• **TASK GOAL**:
Where the records hold the string "below", show the whole line it sits on.

Image-grounded pointing data:
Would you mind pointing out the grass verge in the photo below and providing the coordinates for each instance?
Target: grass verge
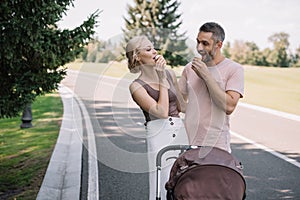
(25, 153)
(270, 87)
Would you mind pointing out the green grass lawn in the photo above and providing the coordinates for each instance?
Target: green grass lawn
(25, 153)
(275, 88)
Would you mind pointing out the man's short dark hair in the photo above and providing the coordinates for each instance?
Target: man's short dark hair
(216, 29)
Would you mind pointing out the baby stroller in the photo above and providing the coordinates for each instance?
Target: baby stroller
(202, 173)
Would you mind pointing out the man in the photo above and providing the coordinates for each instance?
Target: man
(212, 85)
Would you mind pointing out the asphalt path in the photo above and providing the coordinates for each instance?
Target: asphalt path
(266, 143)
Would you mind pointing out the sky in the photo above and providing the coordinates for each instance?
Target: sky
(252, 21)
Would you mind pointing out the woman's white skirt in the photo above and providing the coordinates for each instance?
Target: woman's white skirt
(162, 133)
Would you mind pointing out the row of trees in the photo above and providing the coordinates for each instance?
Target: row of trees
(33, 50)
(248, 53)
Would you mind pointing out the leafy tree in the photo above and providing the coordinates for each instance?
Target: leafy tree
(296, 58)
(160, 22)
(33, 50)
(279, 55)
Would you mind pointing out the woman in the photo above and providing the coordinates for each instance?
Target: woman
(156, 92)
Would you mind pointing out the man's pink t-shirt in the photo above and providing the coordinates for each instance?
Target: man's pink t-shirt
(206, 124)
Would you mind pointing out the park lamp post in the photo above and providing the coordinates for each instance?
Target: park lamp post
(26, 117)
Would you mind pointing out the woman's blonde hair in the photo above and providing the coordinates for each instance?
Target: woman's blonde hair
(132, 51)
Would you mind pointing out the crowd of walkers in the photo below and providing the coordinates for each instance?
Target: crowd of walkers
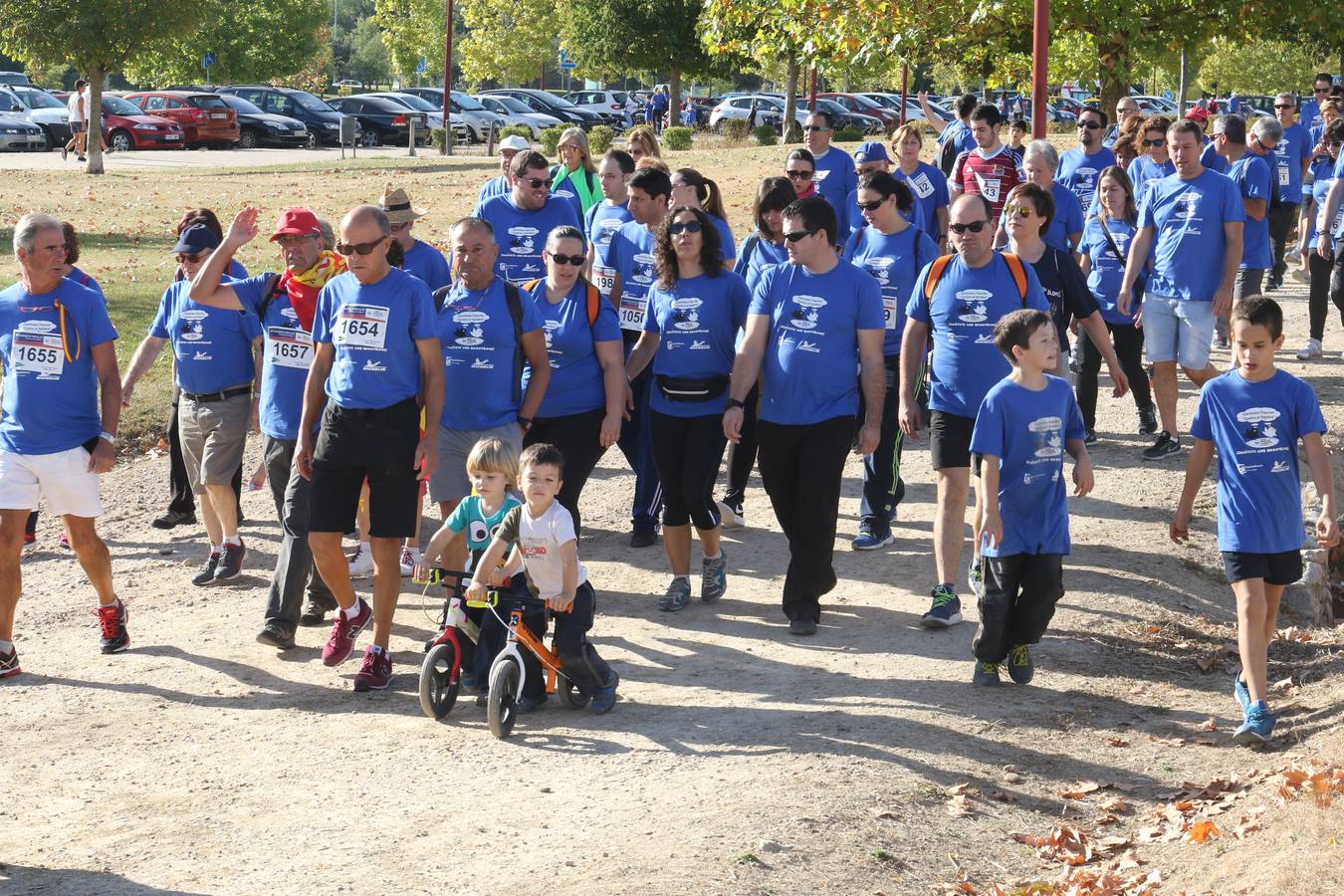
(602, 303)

• **ANSWER SPACE**:
Would you mind pointing out the grass verge in the photo below and providing the coordinates for each instance?
Would you mind pointing out the crowd of walkers in the photo below and providing the coordinates for each instance?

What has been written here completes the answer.